Can you repeat the lines from the one holding "Target: window" through the end of the records, inclusive, swapping "even-odd rule" for "nonzero rule" and leaving everything else unchanged?

BEGIN DATASET EXTRACT

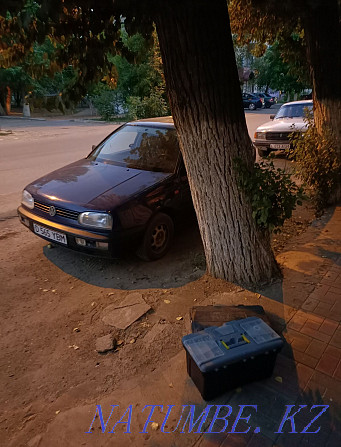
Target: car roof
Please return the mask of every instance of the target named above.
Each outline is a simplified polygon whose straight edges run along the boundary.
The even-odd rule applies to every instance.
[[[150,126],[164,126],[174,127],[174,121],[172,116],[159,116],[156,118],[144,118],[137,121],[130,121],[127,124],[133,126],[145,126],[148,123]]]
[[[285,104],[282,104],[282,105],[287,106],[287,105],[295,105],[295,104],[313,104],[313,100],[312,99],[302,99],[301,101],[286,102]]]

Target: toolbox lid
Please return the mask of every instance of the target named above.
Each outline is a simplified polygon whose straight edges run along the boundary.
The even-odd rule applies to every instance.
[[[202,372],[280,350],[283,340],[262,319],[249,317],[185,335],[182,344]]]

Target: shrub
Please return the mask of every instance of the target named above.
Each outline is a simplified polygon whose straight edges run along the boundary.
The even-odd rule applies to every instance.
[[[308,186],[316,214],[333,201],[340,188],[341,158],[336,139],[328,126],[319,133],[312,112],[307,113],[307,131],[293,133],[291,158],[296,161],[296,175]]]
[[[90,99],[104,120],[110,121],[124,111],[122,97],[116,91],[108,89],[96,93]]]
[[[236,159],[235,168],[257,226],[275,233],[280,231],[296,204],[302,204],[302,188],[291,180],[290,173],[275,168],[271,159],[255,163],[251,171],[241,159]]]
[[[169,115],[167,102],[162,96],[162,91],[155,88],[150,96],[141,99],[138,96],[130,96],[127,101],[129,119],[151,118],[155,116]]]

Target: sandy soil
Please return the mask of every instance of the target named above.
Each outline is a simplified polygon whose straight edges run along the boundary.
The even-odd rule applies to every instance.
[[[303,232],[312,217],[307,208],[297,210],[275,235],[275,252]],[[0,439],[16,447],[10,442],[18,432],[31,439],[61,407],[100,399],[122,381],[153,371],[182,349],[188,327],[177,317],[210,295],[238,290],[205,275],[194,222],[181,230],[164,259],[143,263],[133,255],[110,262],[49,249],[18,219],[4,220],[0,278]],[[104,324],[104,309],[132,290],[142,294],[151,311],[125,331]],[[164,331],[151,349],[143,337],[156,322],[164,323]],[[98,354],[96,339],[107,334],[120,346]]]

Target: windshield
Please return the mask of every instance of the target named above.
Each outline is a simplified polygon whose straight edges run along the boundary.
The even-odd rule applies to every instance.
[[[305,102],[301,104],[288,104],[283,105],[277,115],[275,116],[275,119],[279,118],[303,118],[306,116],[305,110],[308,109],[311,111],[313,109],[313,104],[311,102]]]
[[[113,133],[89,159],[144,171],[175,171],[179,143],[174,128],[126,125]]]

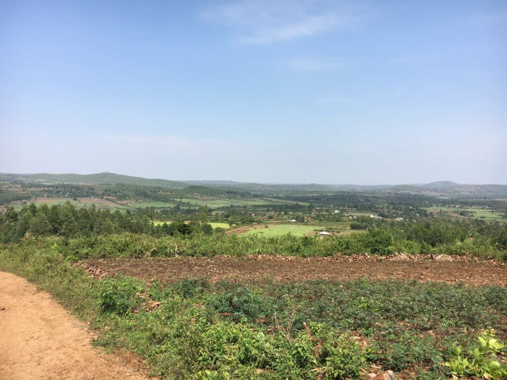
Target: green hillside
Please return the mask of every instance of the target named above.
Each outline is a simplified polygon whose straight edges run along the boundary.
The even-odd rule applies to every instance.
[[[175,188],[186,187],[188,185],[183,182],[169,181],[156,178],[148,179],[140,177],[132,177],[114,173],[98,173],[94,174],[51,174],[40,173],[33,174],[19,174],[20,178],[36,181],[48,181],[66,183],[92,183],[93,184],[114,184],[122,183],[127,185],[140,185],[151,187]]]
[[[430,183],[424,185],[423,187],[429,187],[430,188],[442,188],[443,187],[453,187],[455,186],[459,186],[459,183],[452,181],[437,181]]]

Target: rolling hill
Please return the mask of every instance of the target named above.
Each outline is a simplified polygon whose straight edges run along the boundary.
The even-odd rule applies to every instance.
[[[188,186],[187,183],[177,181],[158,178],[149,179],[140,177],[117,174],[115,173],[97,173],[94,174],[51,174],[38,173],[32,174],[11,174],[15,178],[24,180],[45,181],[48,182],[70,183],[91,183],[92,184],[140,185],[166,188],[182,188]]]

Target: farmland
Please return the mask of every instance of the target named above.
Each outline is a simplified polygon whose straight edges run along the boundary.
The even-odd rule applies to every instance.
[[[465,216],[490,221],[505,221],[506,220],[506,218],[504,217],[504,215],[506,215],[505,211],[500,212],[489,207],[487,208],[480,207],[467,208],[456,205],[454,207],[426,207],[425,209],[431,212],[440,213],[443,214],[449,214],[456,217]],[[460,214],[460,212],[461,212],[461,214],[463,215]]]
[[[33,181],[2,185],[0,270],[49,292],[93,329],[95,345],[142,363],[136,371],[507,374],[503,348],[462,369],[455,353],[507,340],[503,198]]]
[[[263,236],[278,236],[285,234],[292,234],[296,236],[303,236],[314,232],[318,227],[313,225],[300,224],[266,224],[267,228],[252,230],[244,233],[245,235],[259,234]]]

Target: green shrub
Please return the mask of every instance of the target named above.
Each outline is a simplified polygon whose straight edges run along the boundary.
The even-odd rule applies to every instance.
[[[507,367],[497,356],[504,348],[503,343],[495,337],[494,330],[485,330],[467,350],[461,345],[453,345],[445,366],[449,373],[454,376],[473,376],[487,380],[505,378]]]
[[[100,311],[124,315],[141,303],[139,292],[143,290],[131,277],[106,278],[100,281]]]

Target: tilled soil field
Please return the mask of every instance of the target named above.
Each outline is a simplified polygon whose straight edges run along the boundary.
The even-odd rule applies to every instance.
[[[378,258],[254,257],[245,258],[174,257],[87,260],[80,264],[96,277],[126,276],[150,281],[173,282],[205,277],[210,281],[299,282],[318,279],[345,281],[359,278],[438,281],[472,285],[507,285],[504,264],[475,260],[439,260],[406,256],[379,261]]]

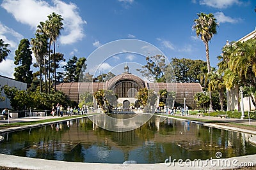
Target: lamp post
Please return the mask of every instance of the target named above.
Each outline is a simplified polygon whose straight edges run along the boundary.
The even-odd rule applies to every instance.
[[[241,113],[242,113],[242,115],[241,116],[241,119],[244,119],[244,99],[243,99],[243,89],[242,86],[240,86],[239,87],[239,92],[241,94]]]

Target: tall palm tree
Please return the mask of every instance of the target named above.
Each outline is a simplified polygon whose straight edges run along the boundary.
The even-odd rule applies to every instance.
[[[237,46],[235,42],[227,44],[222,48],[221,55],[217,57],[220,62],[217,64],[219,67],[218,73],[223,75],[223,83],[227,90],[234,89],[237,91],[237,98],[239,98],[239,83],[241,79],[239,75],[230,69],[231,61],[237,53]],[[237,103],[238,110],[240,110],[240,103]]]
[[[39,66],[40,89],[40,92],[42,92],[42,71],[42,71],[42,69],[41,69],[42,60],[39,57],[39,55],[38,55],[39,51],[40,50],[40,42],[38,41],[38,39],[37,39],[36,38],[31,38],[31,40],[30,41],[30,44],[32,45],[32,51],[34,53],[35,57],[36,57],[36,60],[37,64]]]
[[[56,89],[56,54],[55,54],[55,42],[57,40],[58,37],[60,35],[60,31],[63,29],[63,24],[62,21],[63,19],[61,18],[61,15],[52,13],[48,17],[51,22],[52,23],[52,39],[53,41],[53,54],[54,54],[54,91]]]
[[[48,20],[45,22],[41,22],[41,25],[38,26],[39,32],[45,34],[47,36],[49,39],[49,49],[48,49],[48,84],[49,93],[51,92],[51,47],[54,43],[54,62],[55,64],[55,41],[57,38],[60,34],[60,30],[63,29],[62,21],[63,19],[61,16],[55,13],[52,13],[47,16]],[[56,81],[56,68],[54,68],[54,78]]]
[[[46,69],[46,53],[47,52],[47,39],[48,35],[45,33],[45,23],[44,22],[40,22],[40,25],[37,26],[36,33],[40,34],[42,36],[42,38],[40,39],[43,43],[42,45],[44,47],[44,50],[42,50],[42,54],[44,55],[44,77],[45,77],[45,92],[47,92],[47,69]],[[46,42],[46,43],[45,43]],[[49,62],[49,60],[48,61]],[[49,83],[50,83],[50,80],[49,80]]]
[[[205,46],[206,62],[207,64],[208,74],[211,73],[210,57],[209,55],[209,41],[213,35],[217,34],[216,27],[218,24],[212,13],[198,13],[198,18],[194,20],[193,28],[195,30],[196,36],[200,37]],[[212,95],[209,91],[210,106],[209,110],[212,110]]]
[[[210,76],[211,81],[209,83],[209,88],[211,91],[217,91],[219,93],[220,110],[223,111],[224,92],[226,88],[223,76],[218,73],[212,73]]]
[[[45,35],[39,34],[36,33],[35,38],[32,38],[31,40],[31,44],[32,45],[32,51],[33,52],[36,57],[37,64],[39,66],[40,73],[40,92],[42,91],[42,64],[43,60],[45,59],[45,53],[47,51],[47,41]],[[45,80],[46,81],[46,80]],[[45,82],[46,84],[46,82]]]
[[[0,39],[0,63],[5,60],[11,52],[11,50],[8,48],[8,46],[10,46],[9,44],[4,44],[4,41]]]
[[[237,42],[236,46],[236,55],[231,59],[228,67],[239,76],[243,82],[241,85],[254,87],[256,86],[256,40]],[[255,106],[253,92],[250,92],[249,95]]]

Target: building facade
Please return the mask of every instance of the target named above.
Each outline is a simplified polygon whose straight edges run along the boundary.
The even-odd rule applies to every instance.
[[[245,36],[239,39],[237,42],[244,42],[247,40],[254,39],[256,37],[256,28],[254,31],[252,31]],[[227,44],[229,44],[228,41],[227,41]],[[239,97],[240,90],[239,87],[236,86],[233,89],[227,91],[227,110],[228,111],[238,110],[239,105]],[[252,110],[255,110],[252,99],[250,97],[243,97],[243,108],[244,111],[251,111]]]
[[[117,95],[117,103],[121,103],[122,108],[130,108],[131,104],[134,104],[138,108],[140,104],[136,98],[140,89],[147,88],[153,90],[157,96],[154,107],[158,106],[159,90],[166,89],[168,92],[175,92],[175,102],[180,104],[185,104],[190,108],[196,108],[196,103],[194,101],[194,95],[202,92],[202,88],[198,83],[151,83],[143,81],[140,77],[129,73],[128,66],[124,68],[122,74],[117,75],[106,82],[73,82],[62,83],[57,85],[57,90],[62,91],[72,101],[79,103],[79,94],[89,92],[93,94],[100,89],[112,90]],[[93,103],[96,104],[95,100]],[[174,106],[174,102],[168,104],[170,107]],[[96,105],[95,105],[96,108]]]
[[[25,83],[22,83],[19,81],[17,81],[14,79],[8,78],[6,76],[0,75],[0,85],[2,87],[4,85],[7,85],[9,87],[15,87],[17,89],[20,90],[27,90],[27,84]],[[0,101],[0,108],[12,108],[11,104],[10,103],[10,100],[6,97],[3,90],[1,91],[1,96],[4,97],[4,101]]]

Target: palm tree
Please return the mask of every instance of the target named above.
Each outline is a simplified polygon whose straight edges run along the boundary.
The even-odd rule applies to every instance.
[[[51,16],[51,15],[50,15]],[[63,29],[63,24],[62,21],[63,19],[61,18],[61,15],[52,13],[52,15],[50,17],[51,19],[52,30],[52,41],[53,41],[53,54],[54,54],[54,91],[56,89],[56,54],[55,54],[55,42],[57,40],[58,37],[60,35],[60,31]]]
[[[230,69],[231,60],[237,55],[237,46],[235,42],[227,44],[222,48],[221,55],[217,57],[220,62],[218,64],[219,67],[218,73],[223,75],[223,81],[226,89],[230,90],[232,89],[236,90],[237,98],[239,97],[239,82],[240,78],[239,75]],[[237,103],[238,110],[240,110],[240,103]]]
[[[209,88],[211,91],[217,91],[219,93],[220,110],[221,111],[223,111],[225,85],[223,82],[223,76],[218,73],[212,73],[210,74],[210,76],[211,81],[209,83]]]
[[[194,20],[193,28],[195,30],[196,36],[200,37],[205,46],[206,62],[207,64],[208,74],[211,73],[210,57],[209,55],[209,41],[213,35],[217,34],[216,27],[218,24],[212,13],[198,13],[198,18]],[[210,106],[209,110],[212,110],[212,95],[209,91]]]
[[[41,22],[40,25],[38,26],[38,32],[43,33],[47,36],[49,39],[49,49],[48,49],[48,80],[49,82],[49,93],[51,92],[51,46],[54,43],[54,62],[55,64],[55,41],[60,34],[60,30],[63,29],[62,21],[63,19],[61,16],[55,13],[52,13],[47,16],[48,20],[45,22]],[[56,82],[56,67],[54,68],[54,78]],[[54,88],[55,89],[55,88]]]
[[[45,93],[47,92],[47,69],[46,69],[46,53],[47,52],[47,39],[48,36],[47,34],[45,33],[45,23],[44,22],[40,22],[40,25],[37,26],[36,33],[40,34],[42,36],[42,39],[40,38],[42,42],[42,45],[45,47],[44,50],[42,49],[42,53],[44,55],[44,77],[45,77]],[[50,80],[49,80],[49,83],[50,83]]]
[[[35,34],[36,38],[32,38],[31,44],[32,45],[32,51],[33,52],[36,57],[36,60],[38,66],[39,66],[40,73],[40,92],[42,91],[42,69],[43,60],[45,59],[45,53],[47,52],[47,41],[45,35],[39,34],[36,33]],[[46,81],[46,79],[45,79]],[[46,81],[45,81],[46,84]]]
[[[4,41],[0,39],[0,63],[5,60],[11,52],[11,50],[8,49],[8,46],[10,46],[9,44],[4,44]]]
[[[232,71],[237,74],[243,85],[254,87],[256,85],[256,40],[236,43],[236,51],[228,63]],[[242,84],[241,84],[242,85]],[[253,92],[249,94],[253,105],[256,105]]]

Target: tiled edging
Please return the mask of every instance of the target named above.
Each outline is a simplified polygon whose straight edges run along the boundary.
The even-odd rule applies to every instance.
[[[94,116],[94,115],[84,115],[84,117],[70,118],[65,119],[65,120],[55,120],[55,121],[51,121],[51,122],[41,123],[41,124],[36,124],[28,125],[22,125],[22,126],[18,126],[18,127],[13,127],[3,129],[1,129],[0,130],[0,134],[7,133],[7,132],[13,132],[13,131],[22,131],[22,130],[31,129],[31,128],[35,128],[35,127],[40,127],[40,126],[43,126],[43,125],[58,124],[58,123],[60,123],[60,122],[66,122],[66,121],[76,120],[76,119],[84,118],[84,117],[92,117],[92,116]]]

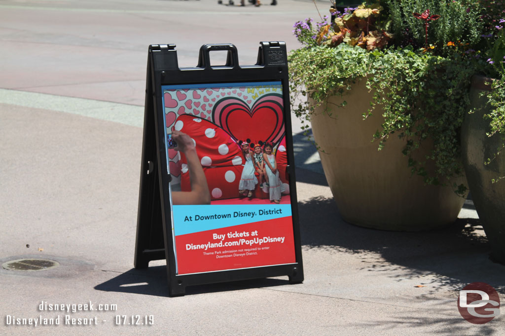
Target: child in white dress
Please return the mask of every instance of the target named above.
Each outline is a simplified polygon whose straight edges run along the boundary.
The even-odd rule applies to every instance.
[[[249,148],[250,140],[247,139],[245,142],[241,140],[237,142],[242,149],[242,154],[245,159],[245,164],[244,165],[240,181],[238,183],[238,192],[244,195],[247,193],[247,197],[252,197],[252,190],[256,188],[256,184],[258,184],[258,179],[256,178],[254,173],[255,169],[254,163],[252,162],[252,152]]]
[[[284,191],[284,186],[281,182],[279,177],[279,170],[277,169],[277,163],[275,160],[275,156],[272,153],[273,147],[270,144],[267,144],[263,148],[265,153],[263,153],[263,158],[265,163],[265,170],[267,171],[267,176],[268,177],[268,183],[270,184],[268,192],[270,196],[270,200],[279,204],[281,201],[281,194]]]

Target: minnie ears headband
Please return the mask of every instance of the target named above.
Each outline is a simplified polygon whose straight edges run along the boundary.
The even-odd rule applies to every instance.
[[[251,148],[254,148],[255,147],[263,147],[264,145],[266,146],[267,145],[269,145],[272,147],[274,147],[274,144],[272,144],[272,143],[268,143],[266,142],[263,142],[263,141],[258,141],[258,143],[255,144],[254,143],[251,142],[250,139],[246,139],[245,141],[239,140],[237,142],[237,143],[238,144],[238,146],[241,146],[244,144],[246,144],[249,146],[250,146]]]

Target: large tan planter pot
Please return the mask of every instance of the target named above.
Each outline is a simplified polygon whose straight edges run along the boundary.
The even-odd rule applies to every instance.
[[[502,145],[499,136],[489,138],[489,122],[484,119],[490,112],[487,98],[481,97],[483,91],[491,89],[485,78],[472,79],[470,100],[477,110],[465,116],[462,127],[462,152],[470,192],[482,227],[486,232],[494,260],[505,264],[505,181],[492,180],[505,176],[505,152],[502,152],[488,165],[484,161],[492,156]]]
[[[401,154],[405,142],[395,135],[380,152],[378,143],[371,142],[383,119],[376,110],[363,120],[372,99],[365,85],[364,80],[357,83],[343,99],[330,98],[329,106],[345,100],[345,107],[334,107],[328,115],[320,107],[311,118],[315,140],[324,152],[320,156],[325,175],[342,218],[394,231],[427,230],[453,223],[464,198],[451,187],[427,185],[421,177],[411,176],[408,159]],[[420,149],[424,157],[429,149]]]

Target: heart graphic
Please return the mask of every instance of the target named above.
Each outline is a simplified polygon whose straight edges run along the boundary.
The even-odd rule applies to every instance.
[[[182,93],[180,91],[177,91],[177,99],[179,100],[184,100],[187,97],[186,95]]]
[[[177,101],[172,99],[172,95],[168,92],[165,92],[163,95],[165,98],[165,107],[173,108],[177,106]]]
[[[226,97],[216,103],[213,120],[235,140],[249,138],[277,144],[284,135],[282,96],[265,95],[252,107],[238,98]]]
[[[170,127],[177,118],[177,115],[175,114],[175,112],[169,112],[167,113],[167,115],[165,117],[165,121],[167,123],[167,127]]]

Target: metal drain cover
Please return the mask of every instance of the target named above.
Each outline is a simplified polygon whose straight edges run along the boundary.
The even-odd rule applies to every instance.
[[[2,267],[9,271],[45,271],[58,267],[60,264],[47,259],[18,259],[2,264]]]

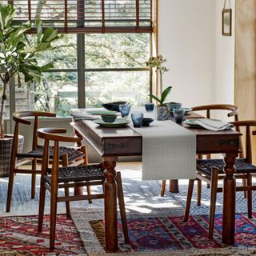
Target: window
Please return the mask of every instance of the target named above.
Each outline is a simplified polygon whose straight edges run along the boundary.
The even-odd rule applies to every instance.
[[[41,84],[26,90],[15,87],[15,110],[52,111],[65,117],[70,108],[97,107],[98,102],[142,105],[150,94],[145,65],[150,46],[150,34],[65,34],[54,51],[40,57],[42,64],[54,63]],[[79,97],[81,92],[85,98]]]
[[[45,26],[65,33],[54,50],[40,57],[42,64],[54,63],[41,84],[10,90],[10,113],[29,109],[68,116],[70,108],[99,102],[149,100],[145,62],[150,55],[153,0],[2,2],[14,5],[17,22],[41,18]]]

END DATASET EXTRACT

◆ **TASK RESULT**
Target: window
Please return the mask of every instance of the target named above.
Each outline is a simplified polygon whose straight edges run along the boundary.
The nonzero rule applies to every instance.
[[[41,84],[26,90],[15,87],[15,110],[52,111],[65,117],[70,108],[97,107],[98,102],[142,105],[150,94],[145,65],[150,46],[150,34],[65,34],[54,51],[40,57],[42,64],[54,63]],[[79,97],[81,92],[85,98]]]
[[[45,26],[65,33],[54,50],[40,57],[42,64],[54,63],[41,84],[10,90],[10,113],[29,109],[68,116],[70,108],[99,102],[149,100],[145,62],[150,55],[153,0],[2,2],[14,5],[17,22],[41,18]]]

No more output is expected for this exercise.